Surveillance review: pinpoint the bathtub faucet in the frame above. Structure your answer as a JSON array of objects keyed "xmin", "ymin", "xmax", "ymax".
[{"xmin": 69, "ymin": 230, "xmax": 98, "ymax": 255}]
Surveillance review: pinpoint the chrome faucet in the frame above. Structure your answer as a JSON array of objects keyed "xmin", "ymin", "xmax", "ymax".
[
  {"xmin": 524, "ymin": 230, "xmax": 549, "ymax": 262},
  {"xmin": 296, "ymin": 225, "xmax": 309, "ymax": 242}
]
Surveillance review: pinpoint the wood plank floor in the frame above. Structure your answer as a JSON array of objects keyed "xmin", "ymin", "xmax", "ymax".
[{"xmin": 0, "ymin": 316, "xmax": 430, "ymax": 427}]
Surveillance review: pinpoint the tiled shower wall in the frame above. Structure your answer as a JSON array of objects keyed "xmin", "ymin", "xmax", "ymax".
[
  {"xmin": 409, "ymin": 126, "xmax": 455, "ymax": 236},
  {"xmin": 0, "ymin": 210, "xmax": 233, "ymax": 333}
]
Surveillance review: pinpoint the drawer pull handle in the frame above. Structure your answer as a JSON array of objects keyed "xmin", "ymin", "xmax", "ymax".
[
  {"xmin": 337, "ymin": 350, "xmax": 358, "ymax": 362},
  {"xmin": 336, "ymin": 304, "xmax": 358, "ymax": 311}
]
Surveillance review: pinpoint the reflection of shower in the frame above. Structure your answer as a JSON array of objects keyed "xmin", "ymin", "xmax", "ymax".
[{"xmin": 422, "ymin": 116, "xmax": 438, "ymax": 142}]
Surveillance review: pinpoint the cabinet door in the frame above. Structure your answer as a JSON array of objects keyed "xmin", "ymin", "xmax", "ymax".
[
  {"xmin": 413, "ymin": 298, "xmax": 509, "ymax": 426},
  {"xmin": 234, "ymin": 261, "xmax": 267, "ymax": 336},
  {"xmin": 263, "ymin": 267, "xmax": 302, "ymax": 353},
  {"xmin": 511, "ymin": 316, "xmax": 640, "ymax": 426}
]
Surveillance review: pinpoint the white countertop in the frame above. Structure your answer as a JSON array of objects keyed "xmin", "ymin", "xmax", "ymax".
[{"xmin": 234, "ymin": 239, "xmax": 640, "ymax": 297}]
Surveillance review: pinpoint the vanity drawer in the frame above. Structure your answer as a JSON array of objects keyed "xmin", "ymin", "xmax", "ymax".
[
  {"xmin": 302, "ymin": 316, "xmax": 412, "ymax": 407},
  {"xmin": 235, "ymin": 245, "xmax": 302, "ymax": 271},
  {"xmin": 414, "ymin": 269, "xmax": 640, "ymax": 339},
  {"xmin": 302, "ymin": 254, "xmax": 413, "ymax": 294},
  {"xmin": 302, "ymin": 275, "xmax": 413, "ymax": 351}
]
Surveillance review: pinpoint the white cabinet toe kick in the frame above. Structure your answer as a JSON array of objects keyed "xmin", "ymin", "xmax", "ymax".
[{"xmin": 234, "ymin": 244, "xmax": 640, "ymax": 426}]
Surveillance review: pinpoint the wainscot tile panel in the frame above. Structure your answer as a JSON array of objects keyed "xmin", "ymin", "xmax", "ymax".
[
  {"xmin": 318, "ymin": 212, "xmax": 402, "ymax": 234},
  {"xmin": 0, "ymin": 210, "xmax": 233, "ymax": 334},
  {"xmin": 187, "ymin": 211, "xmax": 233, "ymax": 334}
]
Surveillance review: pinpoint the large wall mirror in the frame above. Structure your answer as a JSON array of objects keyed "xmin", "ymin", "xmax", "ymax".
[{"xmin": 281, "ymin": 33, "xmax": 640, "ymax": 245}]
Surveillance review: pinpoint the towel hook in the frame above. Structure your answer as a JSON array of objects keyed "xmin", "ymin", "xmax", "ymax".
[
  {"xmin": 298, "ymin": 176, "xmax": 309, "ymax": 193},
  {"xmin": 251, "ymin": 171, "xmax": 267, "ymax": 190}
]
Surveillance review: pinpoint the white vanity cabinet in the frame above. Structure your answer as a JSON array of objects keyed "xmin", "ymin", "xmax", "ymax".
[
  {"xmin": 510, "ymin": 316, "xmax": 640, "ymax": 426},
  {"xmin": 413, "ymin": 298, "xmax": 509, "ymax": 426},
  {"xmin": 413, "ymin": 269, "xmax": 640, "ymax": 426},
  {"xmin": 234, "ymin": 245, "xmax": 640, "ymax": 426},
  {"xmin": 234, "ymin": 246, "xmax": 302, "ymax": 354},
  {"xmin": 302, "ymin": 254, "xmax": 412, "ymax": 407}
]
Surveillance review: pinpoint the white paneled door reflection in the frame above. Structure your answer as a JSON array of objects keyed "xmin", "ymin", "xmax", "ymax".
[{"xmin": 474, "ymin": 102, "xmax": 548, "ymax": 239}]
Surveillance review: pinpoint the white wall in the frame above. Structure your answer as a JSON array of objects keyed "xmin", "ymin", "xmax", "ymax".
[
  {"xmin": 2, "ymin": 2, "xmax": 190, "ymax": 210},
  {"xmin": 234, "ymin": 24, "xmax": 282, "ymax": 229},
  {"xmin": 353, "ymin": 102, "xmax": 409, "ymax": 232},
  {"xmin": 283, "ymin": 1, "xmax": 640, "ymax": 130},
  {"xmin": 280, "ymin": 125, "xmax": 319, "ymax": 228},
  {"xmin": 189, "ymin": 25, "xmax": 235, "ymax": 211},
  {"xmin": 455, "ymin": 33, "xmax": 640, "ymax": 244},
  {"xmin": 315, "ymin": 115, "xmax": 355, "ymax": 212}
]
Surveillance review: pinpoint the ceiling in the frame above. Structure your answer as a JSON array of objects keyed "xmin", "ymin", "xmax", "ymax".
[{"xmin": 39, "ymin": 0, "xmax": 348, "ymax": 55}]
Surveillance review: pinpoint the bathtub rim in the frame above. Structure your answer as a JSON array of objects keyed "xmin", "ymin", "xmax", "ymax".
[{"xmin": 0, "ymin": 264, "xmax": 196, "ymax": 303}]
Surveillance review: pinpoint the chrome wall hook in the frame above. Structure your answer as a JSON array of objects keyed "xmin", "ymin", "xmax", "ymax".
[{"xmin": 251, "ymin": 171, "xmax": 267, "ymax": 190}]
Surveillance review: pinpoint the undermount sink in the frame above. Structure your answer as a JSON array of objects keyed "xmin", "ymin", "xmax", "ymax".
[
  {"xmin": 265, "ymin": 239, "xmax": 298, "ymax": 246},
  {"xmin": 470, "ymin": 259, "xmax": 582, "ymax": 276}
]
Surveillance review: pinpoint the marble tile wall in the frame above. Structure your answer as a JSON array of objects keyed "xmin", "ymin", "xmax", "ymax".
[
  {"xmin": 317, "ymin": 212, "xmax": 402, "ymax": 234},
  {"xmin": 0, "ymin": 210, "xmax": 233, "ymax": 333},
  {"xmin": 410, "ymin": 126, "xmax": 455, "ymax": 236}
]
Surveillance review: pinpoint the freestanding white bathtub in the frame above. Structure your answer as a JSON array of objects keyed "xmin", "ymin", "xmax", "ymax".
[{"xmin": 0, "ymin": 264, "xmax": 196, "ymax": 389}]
- - - - -
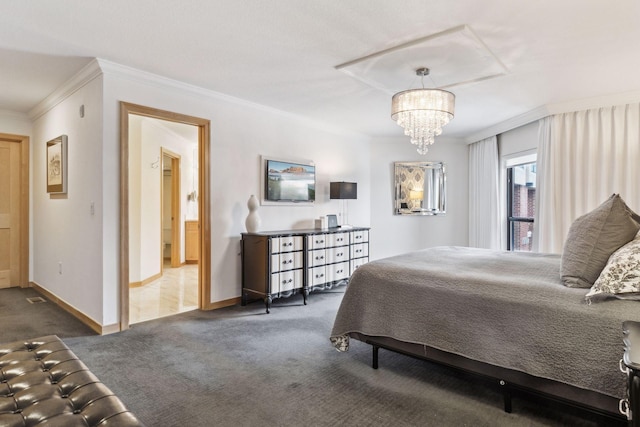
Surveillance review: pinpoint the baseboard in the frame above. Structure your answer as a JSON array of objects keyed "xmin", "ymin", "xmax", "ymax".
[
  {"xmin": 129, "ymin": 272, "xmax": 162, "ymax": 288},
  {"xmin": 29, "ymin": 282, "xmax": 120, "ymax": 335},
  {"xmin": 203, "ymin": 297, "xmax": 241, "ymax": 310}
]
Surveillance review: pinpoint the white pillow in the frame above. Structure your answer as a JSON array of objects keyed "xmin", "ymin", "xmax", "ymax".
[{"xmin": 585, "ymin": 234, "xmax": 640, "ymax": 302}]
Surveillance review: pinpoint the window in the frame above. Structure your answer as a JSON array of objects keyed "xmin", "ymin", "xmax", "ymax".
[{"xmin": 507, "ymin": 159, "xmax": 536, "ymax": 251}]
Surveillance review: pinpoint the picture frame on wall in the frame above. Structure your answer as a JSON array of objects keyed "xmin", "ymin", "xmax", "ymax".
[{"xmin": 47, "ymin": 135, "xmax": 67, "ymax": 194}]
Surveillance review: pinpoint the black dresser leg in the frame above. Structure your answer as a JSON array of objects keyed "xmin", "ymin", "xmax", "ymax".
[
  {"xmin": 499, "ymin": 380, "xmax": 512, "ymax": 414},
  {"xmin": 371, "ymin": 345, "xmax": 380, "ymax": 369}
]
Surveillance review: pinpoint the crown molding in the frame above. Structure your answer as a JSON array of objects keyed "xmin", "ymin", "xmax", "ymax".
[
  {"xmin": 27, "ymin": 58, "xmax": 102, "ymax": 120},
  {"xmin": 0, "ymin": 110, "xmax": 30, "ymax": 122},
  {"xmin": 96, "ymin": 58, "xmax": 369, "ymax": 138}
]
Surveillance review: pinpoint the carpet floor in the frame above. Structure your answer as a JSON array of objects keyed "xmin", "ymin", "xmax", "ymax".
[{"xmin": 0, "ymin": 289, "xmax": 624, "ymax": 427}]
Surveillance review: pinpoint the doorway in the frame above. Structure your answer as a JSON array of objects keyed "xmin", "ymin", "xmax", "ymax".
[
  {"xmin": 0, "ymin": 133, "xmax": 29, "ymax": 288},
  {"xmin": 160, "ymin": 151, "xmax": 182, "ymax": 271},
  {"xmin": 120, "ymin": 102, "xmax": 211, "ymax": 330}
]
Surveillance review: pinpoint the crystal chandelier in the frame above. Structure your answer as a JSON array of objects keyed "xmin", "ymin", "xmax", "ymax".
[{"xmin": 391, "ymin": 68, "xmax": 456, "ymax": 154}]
- - - - -
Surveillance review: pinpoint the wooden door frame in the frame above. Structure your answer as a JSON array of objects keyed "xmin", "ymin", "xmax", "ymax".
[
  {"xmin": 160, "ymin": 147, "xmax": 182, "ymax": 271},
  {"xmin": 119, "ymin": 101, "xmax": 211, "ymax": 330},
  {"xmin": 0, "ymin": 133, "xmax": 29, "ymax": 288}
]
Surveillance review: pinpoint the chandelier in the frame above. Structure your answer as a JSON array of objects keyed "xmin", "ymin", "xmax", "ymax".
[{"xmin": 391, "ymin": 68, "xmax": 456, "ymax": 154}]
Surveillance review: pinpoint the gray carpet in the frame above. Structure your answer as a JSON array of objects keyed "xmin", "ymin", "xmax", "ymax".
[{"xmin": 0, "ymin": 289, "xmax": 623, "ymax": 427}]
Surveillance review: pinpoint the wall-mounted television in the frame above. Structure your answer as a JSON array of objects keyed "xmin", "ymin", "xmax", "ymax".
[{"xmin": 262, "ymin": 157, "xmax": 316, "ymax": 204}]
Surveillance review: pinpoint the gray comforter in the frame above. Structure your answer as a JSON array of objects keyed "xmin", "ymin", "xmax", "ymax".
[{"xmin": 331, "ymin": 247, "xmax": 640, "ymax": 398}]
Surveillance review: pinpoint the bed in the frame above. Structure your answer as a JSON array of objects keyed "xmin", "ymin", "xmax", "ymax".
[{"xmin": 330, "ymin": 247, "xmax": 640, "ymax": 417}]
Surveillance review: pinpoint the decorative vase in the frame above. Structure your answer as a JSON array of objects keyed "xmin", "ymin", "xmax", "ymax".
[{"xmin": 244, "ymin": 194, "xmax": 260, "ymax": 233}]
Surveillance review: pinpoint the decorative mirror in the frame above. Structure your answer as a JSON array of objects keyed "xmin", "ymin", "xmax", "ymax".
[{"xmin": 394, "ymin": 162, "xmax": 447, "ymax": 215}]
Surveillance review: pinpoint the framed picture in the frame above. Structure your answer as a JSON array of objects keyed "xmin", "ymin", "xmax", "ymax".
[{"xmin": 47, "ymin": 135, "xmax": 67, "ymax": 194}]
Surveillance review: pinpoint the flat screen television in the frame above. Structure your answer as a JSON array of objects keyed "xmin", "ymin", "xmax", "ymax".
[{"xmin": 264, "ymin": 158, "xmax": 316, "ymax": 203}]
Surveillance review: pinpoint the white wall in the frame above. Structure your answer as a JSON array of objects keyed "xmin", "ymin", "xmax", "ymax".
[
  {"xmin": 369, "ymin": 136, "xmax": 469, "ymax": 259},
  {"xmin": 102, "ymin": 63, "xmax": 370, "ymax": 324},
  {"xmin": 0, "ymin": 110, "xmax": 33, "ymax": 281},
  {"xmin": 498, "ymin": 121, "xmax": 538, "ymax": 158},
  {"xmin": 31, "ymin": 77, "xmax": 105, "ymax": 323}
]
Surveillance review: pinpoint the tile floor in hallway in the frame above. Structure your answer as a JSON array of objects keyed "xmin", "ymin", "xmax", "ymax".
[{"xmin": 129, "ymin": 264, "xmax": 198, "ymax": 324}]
- - - - -
### Directions:
Count the lines in the data above that contain the string "white" and report only that number.

### Complete answer:
8